Every entry below needs to be repeated exactly.

=======

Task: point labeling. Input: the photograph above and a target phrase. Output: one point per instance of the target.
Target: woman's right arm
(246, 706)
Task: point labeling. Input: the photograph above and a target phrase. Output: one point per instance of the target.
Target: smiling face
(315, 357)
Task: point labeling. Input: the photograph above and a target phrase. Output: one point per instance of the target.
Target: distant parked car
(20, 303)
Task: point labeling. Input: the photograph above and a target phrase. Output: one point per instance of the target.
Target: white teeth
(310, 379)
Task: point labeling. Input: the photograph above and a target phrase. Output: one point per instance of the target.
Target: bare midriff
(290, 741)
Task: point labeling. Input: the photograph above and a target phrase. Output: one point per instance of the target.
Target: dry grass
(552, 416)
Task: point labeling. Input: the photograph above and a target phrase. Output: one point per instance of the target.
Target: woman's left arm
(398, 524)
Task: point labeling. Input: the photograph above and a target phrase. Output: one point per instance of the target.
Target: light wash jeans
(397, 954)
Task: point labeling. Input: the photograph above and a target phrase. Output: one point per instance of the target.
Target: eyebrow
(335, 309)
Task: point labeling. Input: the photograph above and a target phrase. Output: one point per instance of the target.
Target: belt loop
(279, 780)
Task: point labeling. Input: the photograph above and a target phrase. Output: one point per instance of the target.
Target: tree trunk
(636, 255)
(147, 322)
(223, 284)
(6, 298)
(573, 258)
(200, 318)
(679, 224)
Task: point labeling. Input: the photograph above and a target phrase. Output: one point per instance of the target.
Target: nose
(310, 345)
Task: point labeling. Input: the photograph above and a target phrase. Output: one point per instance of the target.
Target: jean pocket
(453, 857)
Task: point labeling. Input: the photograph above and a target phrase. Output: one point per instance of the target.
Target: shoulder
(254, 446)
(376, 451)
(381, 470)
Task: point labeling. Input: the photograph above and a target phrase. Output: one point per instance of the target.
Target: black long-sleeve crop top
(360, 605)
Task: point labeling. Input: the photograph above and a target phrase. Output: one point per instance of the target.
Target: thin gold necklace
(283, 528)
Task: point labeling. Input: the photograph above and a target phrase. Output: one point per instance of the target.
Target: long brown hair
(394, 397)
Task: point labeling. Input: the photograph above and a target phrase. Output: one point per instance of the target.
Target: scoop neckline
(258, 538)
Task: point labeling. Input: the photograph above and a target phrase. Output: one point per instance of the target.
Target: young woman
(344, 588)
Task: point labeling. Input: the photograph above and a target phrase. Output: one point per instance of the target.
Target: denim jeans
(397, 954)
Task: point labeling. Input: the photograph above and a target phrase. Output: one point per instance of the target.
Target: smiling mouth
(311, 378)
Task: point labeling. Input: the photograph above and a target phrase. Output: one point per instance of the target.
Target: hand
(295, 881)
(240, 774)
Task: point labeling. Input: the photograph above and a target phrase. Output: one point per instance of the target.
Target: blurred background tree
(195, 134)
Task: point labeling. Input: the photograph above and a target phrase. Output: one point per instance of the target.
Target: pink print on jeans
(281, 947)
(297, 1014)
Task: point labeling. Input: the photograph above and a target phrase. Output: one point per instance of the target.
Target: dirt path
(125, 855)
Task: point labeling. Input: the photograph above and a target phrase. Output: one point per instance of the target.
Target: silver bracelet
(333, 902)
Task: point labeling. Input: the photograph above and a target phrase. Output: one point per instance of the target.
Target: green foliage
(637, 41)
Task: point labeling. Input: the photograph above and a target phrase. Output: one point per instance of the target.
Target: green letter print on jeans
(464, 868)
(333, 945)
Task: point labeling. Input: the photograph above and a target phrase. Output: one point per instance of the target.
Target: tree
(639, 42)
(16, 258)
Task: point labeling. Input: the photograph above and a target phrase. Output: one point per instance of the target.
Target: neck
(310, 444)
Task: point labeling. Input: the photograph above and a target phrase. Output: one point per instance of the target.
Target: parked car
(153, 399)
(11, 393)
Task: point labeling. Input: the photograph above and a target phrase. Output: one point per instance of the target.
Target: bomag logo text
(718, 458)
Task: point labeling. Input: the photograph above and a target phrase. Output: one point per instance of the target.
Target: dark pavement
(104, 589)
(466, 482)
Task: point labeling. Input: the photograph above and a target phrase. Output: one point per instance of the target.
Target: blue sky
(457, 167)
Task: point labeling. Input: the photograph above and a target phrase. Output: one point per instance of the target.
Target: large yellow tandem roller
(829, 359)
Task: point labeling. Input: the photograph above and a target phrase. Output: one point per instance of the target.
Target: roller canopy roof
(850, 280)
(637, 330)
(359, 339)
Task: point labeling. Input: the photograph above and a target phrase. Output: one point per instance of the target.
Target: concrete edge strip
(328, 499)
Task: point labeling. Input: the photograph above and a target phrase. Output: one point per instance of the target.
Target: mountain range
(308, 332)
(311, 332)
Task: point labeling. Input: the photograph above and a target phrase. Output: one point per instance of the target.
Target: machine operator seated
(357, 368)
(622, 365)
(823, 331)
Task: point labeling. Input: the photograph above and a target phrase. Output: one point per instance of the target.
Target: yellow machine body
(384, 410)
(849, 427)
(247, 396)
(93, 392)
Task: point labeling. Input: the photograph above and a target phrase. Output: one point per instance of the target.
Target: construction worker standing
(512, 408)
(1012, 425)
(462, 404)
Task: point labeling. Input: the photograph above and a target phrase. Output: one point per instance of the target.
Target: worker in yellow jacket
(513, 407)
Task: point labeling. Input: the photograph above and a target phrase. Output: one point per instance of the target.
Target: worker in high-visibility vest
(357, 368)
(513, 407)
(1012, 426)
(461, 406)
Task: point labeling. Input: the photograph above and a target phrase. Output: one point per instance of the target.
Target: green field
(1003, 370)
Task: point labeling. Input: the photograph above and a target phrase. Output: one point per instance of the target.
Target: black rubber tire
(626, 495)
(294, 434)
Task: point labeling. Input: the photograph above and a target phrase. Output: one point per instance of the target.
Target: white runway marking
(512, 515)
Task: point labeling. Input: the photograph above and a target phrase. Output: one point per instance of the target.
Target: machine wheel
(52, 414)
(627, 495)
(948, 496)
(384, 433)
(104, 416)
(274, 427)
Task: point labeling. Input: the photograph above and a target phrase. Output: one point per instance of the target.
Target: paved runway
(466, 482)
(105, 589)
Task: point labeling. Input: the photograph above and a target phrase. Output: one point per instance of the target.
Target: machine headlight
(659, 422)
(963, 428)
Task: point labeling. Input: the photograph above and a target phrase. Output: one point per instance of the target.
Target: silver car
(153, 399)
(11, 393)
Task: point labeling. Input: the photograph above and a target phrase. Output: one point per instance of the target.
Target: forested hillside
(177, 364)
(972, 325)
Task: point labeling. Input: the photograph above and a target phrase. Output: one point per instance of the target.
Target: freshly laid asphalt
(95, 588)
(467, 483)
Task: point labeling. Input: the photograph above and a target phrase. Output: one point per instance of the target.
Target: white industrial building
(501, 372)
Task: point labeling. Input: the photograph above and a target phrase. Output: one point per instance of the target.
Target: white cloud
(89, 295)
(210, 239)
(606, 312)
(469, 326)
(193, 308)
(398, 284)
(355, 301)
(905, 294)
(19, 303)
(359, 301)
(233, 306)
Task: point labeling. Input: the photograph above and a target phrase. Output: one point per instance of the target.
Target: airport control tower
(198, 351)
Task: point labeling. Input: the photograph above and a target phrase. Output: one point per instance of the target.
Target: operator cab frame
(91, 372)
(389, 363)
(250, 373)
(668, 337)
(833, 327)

=======

**Exercise response**.
Task: point labeling. Input: the photograph above and a target phrase. Output: one point per instance of the target.
Target: woman's right arm
(246, 706)
Task: point labeling. Input: the photograph above and a target phrase. Output: one point per instance of the target.
Target: smiling face
(315, 357)
Task: point labeling. Input: the photograph above and a target phrase. Output: one point per instance of the target.
Target: distant parked car
(20, 303)
Task: point labeling. Input: the photograph above and a target phrase. Output: one point per instance of the target.
Target: white teeth
(310, 379)
Task: point labeling. Input: the photograph above and a target phrase. Output: one point per instance of the target.
Target: bare midriff
(290, 741)
Task: point labeling. Input: the photograph above and a target phrase. Output: one point per instance of the target.
Target: dry grass
(552, 416)
Task: point labeling. Input: the photograph above and a target phrase. Output: one point per instance of the target.
Target: woman's left arm
(398, 524)
Task: point labeling. Input: the photograph above and a target phrase. Output: one point per instance of the target.
Target: light wash jeans
(397, 954)
Task: point labeling. Input: the photograph above and a target phrase. Output: one point per instance of the target.
Target: eyebrow
(335, 309)
Task: point labeling. Input: the photograph above and a target phrase. Output: one point per instance of the target.
Target: belt loop
(279, 780)
Task: point labeling. Input: the photograph above and a target phrase. Output: one point per instance of the target.
Target: tree trunk
(636, 255)
(147, 322)
(223, 284)
(6, 298)
(573, 258)
(200, 318)
(679, 224)
Task: point labeling. Input: the photograph above and a target phrase. Output: one point per instance of the target.
Target: nose
(310, 345)
Task: point labeling. Input: the photograph above and a target phrase. Output: one point per instance of the target.
Target: jean pocket
(453, 857)
Task: point labeling. Input: the photograph above and a target phrase. Output: one point per instance of the target.
Target: shoulder
(254, 446)
(376, 451)
(381, 470)
Task: point labeling. Input: the photograph above and a target phrase. Output: one point per instance of the target.
Target: black long-sleeve crop top
(360, 605)
Task: point labeling. Input: the photograph above and a target phrase. Output: one point per instance of the target.
Target: thin gold necklace
(283, 528)
Task: point labeling. Input: the photograph above and a target phrase. Output: one point per instance of the target.
Target: long brown hair
(394, 397)
Task: point labeling. Input: the photograph above and a target phrase. Output: one point per instance of the target.
Target: scoop neckline
(258, 538)
Task: point labeling. Input: the photograph above and a target phrase. Output: one point per instance of the target.
Target: young woman
(344, 588)
Task: point labeling. Input: the photograph above and a target phrase. Output: one point per instance of the target.
Target: denim jeans
(397, 954)
Task: point labeling. Input: the photograph above and a target phrase. Output: one point per instance of the target.
Target: smiling mouth
(311, 378)
Task: point labeling. Input: the photograph above and a target phrase. Output: one point per instance of the target.
Target: hand
(295, 881)
(240, 774)
Task: point labeling. Input: the photograph above and a target phrase. Output: one point per instance of the target.
Target: blurred background tree
(195, 134)
Task: point labeling. Input: the photograph above and a target phrase. Output: one point per instance of the target.
Target: pink print on jeans
(281, 947)
(297, 1014)
Task: point labeling. Input: the photograph above and a target phrase. Output: one point per instance of the target.
Target: dirt path
(125, 855)
Task: point labeling. Input: the photograph above and a target phrase. Output: one point per instance of the target.
Target: silver bracelet
(333, 902)
Task: point labeling. Input: the photograph above and a target phrase. Output: one point per instance of the target.
Target: green foliage
(637, 41)
Task: point labeling. Input: the photograph above and a target phrase. Output: one point per instance of the target.
Target: green letter print on jeans
(464, 868)
(333, 945)
Task: point labeling. Input: the photograph above and a target phrase. Output: one point per instance of the target.
Target: tree
(639, 42)
(16, 258)
Task: point labeling. Input: the photograph above and a target phrase. Output: one point per instance of the target.
Target: neck
(310, 444)
Task: point labeling. Input: the photograph above and a target phrase. Output: one point per instance of the target.
Target: parked car
(153, 399)
(11, 393)
Task: point labeling. Input: the photograph above and a target phrase. Output: one point per instance of the target.
Target: bomag logo text
(718, 458)
Task: point labeling. Input: the photograph above and a target phrase. Output: one point per instance of the target.
Target: dark pavement
(104, 589)
(466, 482)
Task: point labeling. Input: the photograph above and a target phrase. Output: one point per instance of the target.
Target: blue sky
(457, 167)
Task: point labeling. Input: the photograph above and a target phrase. Output: one point per instance of the target.
Target: large yellow tandem roller
(829, 359)
Task: point labeling. Input: the photograph above and a target phrase. Output: one point per instance of the target.
Target: roller canopy roof
(850, 280)
(637, 330)
(359, 339)
Task: point labeling. Input: the photograph above and a target phrase. Output: one point per instance of the target.
Target: concrete edge strip
(328, 499)
Task: point labeling. Input: the photograph above and a target phrase. Output: one point per instance of the target.
Target: mountain range
(308, 332)
(311, 332)
Task: point labeling. Input: the photograph above and a target phrase. Output: one point per instance of the target.
Target: machine operator seated
(357, 368)
(622, 365)
(823, 331)
Task: point labeling. Input: the photograph above and a target phrase. Output: one point per instance of the target.
Target: yellow machine body
(384, 410)
(849, 427)
(247, 396)
(93, 392)
Task: point labeling. Input: the photograph above and a target phrase. Output: one point per instance of the target.
Target: construction worker standing
(512, 408)
(1012, 425)
(462, 404)
Task: point labeling. Input: the photograph above and a target phrase. Output: one point per instance of the target.
Target: worker in yellow jacket
(513, 407)
Task: point labeling. Input: the photograph above and a target phrase. Output: one point per instance of the target.
Target: worker in high-visibility vest
(357, 368)
(513, 407)
(1012, 426)
(461, 406)
Task: point labeling. Input: the photograph above and a target phrase. Output: one point per instance of the target.
Target: green field
(1003, 370)
Task: point labeling. Input: the photograph above and a target phrase. Output: one point per instance of the target.
Target: black rubber tire
(626, 495)
(294, 434)
Task: point labeling. Input: the photograph above and a target phrase. Output: one point per instance of the target.
Target: white runway marking
(512, 515)
Task: point labeling. Input: the photograph above and a target phrase. Output: one point per instance of the target.
Target: machine wheel
(52, 414)
(627, 495)
(948, 496)
(384, 433)
(104, 416)
(274, 427)
Task: point labeling. Input: the photograph above and a target phrase. Output: one point per instance of the target.
Target: paved runway
(466, 482)
(105, 589)
Task: point labeling. Input: the photograph above and a target phrase. Output: one point per instance of the target.
Target: machine headlight
(659, 422)
(963, 428)
Task: point labeling. Input: the photograph above and a target phrase. Output: one point per instance of the target.
Target: silver car
(153, 399)
(11, 393)
Task: point labeling. Input: the photograph above and a target phrase. Output: one point per instance of the target.
Target: forested hillside
(177, 364)
(972, 325)
Task: point labeling. Input: the photograph above and a target phrase. Output: one point per instance of the target.
Target: freshly laid asphalt
(95, 588)
(467, 483)
Task: point labeling. Input: the photograph above and a target phrase. Output: one point per instance of the target.
Target: white industrial building
(501, 372)
Task: point labeling. Input: the photograph above and a target phrase. Output: one point per instance of the target.
Target: white cloud
(89, 295)
(210, 239)
(606, 312)
(469, 326)
(193, 308)
(398, 284)
(355, 301)
(905, 294)
(19, 303)
(359, 301)
(233, 306)
Task: point labeling. Input: the photograph above and a target phrase. Output: one point per instance of the target.
Target: airport control tower
(198, 351)
Task: point labeling. Input: the photograph above and a target phrase. Output: one point per instance of the target.
Target: operator cab frame
(91, 372)
(389, 363)
(250, 373)
(668, 337)
(833, 327)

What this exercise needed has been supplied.